> [Written instruction]: Rewrite the rows from the line containing "Where can you find the green leaf" through the end of the rows, both included, with the requests kept as they are and each point coordinate in the answers scaled by 1.1 and rounded to the nearest whole number (halves round up). Omit the pictures from your answer.

> [Provided records]:

● ● ●

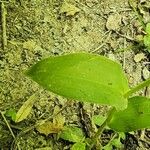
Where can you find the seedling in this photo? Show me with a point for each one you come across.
(96, 79)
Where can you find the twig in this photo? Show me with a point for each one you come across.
(3, 19)
(101, 128)
(140, 18)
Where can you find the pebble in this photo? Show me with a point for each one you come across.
(113, 22)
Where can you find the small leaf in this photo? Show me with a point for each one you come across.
(52, 127)
(72, 134)
(136, 116)
(78, 146)
(49, 128)
(69, 9)
(84, 77)
(147, 37)
(148, 28)
(25, 109)
(98, 119)
(11, 113)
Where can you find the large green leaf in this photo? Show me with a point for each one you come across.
(136, 116)
(83, 77)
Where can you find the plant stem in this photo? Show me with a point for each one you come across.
(140, 18)
(5, 120)
(3, 19)
(101, 128)
(137, 88)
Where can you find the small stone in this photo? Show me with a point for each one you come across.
(139, 57)
(146, 73)
(113, 22)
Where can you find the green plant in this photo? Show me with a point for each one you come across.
(96, 79)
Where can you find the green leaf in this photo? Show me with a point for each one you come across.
(25, 109)
(78, 146)
(83, 77)
(72, 134)
(147, 37)
(98, 119)
(148, 28)
(136, 116)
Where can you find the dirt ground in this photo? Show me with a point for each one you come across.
(37, 29)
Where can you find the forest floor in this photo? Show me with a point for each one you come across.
(37, 29)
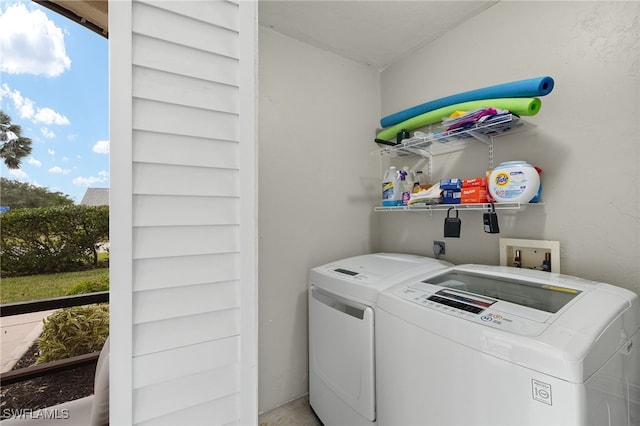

● ● ●

> [Problem solution]:
Where can you find the green leaf in this photo? Show me with a point for each one you come across.
(28, 120)
(86, 161)
(91, 85)
(79, 147)
(162, 41)
(108, 131)
(163, 31)
(150, 128)
Where can you find the dirt ground in this photo? Show me with a point for each one you come across.
(41, 32)
Where can you find the forest floor in this photo? Show me with a point for each one you come across.
(41, 32)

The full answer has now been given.